→ Task to complete
Convert the listing, from its first line through the line containing "31 117 L 31", into a numbered list with any blank lines omitted.

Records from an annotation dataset
START

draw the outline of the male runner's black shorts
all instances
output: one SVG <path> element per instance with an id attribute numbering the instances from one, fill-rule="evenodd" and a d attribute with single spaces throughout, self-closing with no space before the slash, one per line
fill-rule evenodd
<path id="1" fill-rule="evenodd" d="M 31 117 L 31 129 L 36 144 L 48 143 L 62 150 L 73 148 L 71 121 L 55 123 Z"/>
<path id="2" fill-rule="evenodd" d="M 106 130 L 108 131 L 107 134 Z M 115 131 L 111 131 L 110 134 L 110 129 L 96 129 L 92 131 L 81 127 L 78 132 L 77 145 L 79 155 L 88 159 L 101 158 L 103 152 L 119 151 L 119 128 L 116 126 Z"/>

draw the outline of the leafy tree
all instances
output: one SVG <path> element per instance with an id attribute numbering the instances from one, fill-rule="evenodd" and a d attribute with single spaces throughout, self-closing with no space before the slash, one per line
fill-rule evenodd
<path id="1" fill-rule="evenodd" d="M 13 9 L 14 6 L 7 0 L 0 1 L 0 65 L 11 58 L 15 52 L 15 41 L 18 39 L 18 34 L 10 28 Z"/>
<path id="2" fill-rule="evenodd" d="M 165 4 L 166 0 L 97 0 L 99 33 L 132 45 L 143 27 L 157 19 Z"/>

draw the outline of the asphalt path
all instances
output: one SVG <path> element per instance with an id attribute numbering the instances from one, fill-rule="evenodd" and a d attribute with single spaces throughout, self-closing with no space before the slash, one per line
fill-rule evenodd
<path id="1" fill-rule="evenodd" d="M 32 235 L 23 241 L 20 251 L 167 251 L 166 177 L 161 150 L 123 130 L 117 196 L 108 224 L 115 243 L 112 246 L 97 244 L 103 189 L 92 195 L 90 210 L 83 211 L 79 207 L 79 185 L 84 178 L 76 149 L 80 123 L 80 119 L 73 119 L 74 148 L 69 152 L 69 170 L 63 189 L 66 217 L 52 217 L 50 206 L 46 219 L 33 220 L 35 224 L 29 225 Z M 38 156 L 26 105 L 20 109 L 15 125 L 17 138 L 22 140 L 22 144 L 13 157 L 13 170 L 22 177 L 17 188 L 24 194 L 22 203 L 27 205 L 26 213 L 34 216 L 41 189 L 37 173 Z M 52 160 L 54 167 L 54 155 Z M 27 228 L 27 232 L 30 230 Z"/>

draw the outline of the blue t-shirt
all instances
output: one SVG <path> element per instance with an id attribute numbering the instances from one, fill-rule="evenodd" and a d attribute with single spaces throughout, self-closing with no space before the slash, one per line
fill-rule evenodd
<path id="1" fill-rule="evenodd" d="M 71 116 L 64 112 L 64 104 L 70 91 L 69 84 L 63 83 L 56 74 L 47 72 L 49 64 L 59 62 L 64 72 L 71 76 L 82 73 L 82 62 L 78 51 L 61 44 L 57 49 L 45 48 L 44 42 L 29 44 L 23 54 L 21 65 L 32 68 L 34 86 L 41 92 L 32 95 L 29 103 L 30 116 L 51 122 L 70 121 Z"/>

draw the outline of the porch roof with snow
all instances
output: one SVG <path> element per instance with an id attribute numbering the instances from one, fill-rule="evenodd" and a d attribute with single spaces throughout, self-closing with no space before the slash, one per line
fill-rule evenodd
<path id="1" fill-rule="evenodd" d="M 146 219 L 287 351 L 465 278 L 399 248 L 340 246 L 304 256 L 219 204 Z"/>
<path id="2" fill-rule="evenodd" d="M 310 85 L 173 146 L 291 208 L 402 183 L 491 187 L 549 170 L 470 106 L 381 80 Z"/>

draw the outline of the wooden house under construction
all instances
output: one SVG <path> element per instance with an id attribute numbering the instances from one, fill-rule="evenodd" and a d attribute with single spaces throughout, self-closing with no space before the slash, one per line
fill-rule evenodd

END

→ Answer to the task
1. draw the outline of the male runner's black shorts
2. all instances
3. output: one SVG <path> element per instance with an id attribute numbering the instances from one, fill-rule="evenodd" and a d attribute with single spaces throughout, self-closing with no space before the slash, one per line
4. fill-rule evenodd
5. <path id="1" fill-rule="evenodd" d="M 31 117 L 31 129 L 36 144 L 48 143 L 62 150 L 73 148 L 71 121 L 55 123 Z"/>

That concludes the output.